GIVEN EXERCISE 1: List every computer operating system named in the passage on graphic file formats.
** start of PASSAGE GIVEN **
PDF (via the pdf() driver) is the best choice: because PDF viewers are ubiquitous these days, your graphic can easily be viewed on Windows, MacOS and Linux machines. It's also easy to create a high-quality printout of a PDF file on almost any printer.

PDF is also the best choice whenever you want to send the graph as a file via email, and the recipient needs the best quality possible.

3. For Web display, use PNG

PDF files aren't conveniently embedded in Web pages, so you'll need to use a pixel-based format instead. GIF was the most popular format for many years, but it has several limitations (not least, graphs using many colors -- like image plots -- might not look correct in GIF format). These days, the best choice is the PNG format, generated by the png() driver. Most browsers these days can display PNG graphics without trouble.

The main choice you need to make when using png() is the dimensions of the graphic in pixels. (This is specified with the width= and height= arguments to png). The choice of the X dimension is the most important: ideally, you want the whole graph to fit on the screen at once, and you definitely don't want the viewer to have to scroll horizontally to see your whole graph in all its beauty.

Almost every display is more than 800 pixels wide these days, so width=800 is a good choice for a full-screen graphic. If your graph needs to fit into a column (for a blog-entry, say), you might want to cut that down to 400 pixels. Choose the Y dimension based on your desired aspect ratio (see #6, below) -- for most purposes I find choosing a slightly smaller Y-dimension (about 85-90% of X) works well.

If you're not sure in advance how large the graphic will be on the Web page, a simple trick is to create it at high resolution (more than 1200 pixels in either direction), and use the height= OR width= options (but not both, to preserve aspect ratio) for the img tag in HTML to shrink it down to size. This can make your page slower to load than necessary, but most browsers these days are good at preserving image quality when resizing images. (See #5 for some caveats when generating high-resolution PNG files.)

Remember, though: the lower the display resolution, the fewer fine details will be visible on the final graph. Some graphics just have to be displayed big for the full effect.

4. For documents or for detail, go hi-resolution

If you're inserting a graphic into a document like Word or Powerpoint, a vector format like PDF would in theory be the best, since it's independent of scale. In practice though, Microsoft products don't handle embedded vector graphics reliably: with some effort you can make it look OK when printed, but it can be a pain to edit or review a document that includes a vector graphic. (Open-source LaTeX handles this much better, where embedded PostScript is the best choice.)
** end of PASSAGE GIVEN **
** start of GIVEN DATA **
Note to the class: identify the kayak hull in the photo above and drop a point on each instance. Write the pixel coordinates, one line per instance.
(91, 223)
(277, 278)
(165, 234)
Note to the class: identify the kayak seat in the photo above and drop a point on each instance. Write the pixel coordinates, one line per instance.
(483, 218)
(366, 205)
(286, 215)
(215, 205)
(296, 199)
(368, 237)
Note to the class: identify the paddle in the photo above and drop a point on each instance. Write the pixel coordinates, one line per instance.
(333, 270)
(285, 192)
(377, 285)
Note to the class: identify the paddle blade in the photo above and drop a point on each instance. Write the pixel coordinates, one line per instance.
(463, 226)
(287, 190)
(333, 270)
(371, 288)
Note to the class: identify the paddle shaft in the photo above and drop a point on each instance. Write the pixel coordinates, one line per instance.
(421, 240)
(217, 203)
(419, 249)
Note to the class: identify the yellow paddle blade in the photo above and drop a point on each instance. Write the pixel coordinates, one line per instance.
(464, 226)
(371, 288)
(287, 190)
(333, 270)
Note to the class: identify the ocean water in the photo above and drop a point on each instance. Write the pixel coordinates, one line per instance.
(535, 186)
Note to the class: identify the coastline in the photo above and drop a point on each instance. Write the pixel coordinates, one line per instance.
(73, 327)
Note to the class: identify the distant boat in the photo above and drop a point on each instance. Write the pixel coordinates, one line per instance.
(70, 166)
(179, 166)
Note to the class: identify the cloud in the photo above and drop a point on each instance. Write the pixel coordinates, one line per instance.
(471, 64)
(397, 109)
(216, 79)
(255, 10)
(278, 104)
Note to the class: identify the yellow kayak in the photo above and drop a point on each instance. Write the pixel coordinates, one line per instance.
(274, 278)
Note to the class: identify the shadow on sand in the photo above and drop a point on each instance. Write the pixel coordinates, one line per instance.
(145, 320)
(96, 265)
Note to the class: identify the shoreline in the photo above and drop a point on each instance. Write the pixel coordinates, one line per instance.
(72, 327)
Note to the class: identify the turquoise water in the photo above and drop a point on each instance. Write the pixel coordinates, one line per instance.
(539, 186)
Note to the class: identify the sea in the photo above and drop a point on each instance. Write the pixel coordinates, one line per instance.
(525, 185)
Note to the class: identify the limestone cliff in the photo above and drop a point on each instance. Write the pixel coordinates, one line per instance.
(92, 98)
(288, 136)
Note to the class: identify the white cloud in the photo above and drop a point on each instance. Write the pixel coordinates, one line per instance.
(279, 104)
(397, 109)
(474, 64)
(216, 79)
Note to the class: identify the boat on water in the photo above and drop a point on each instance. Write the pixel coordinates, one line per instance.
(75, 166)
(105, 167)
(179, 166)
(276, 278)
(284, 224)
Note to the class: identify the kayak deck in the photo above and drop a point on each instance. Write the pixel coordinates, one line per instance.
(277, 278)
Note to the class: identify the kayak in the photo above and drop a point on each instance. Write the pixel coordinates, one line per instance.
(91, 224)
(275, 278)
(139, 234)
** end of GIVEN DATA **
GIVEN EXERCISE 2: Convert the records from the line holding "Note to the class: identify the sea" through the end of the records, inclusive, into a Markdown table with the columns Row and Line. Leave out blank lines.

FULL OUTPUT 1: Windows, MacOS, Linux

FULL OUTPUT 2:
| Row | Line |
|---|---|
| 1 | Note to the class: identify the sea in the photo above and drop a point on each instance. Write the pixel coordinates, one line per instance. |
| 2 | (525, 185) |
| 3 | Note to the class: identify the limestone cliff in the photo above and drop a point on each instance. Write the pixel coordinates, one line per instance. |
| 4 | (92, 98) |
| 5 | (288, 136) |
| 6 | Note to the class: identify the white cloud in the photo above and drop a point on each instance. Write the pixel coordinates, one line per instance. |
| 7 | (279, 104) |
| 8 | (397, 109) |
| 9 | (474, 64) |
| 10 | (216, 79) |
| 11 | Note to the class: identify the boat on water in the photo above and drop a point on each instance. Write the pixel coordinates, one line per instance. |
| 12 | (75, 166) |
| 13 | (105, 167) |
| 14 | (179, 166) |
| 15 | (276, 278) |
| 16 | (284, 224) |
| 17 | Note to the class: identify the kayak deck in the photo above and drop a point on each instance. Write the pixel coordinates, one line per instance. |
| 18 | (277, 278) |
| 19 | Note to the class: identify the kayak in the photo above and drop a point on each instance. Write the pixel coordinates, one line per instance. |
| 20 | (91, 224) |
| 21 | (275, 278) |
| 22 | (139, 234) |